However, the short flight could forever change the way airplanes have been flying so far. Spearheading this effort, NASA Chief Scientist Al Bowers, used German Aerodynamicist’s 1933 theory of minimum induced drag and bending moment to come up with a design that could

  1. overcome adverse yaw without using a vertical fin or rudder.
  2. result in 11% reduction in total aircraft drag due to span load.
  3. result in 20-30% efficiency gain due to elimination of the rudder.
  4. resultant improvement of of 15.4% in propulsive efficiency.

Let us take a closer look at the component that matters most in flying – wings. Wings help birds and airplanes fly. How? By generating lift. And what factor decides the lift generated? Wing Loading!

In simple language, wing loading is the effort required by the wings to support the aircraft weight in flight. It is denoted by a ratio of the total aircraft weight(W) and the total area of the wings(S). Units used are N/sq.mtr  or  lbs/sq.ft.

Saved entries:
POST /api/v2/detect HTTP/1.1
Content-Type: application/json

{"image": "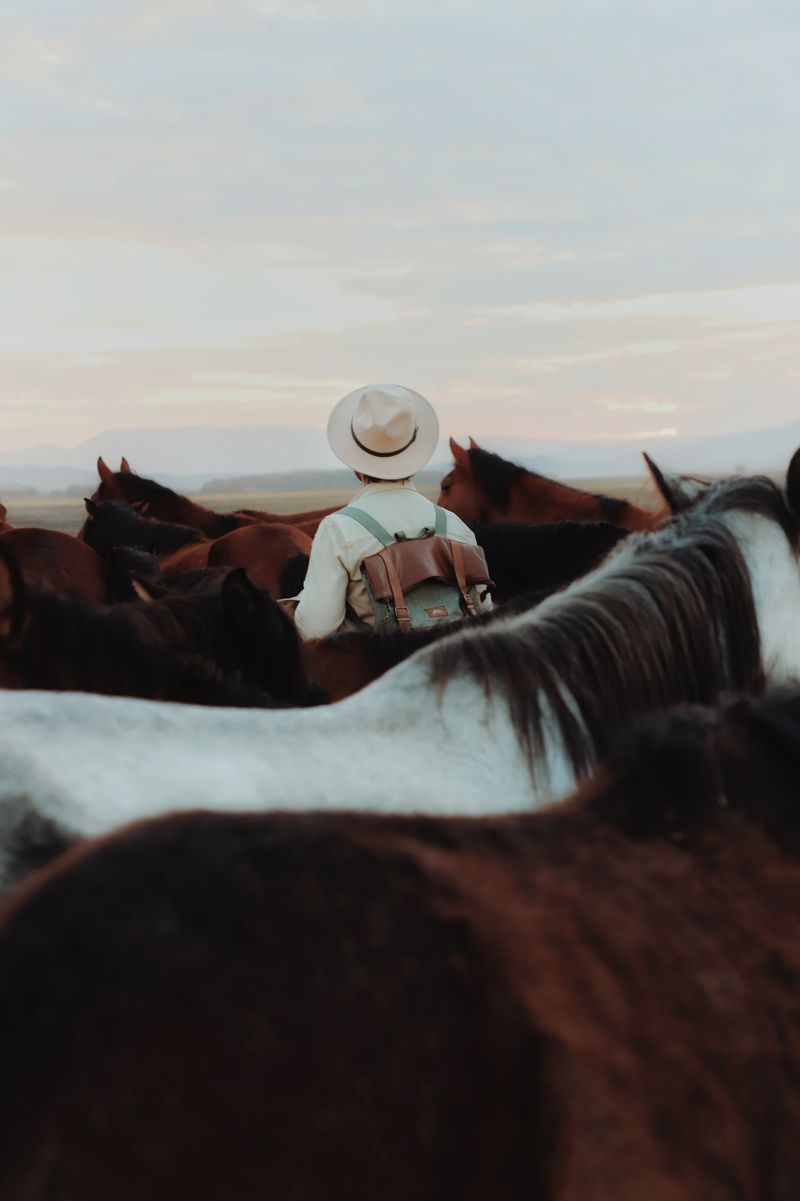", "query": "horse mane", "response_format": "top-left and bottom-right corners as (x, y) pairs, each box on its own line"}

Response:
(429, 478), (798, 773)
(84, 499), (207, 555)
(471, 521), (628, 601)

...

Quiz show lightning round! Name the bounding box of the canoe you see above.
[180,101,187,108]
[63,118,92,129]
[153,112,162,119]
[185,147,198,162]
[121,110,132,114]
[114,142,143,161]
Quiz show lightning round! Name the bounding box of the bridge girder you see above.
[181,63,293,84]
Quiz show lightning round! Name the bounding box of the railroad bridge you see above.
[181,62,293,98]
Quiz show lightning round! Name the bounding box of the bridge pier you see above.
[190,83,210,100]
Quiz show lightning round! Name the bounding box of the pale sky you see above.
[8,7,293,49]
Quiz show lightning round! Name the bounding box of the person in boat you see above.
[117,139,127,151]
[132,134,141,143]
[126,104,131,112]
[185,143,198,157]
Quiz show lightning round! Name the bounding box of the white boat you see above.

---

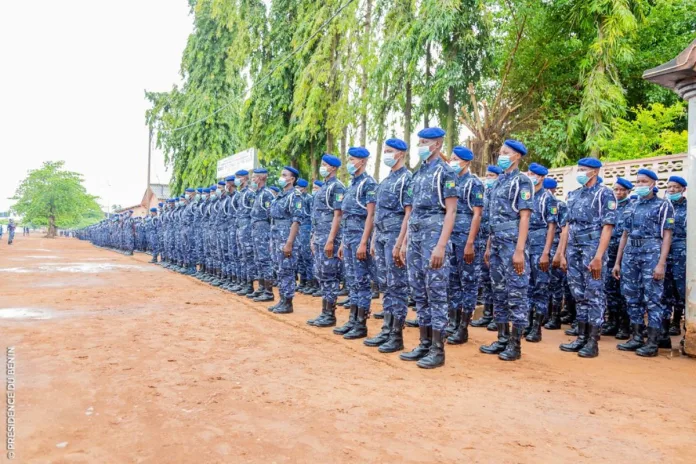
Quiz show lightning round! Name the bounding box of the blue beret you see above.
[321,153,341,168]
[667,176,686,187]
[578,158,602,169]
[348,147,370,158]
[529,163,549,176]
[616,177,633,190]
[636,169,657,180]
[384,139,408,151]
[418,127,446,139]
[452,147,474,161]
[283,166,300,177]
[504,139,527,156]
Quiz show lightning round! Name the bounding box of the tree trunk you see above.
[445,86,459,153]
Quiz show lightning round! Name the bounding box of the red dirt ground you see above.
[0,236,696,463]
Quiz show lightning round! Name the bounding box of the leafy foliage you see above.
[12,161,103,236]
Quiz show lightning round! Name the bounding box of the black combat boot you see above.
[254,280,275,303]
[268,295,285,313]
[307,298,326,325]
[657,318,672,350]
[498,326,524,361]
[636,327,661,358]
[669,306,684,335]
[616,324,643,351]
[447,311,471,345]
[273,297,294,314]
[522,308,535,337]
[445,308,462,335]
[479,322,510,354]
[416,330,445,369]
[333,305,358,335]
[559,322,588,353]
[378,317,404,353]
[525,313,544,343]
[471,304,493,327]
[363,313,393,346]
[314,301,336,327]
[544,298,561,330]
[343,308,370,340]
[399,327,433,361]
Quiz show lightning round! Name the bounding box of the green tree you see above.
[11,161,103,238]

__TASKS AND EXERCISES__
1 – For each statement below, decide whether it agrees with the wing design passage, answering yes or no and quoting the words of the passage that decide it.
(a) Al Bowers is described as NASA Chief Scientist.
(b) The theory behind the design dates from 1933.
(c) The design relies on a vertical fin and rudder to overcome adverse yaw.
2 – Please extend the wing design passage with a few more sentences, picking up after its final line about the units of wing loading.

__THE REPLIES__
1 –
(a) Yes: "NASA Chief Scientist Al Bowers"
(b) Yes: "1933 theory of minimum induced drag and bending moment"
(c) No: "overcome adverse yaw without using a vertical fin or rudder"

2 –
wing loading

Higher wing loading means smaller wings, greater take off and landing speeds, higher stall speed, poor maneuvering, reduced drag etc.

Lower wing loading means larger wings, lower takeoff and landing speeds, lower stall speed, better maneuvering, increased drag etc.

The shape and size of the wing decides the wing loading. As of now, till today, almost all the aircraft wings are designed using the elliptical span load. The problem with elliptical span loaded wings is that they generate an “adverse yaw” while turning.

Adverse yaw

For example, if the airplane is turning right, it would increase the lift on the outer wing(left) and reduce the lift on the inner wing(right) resulting in a bank or partial roll. Now the wing that generates more lift, in this case left wing, also generates more induced drag at the wing tip resulting in a net force against the direction of the turn which is called adverse yaw. The vertical fin or the rudder helps counter this adverse yaw.

However, the rudder extracts its price by way of weight and drag.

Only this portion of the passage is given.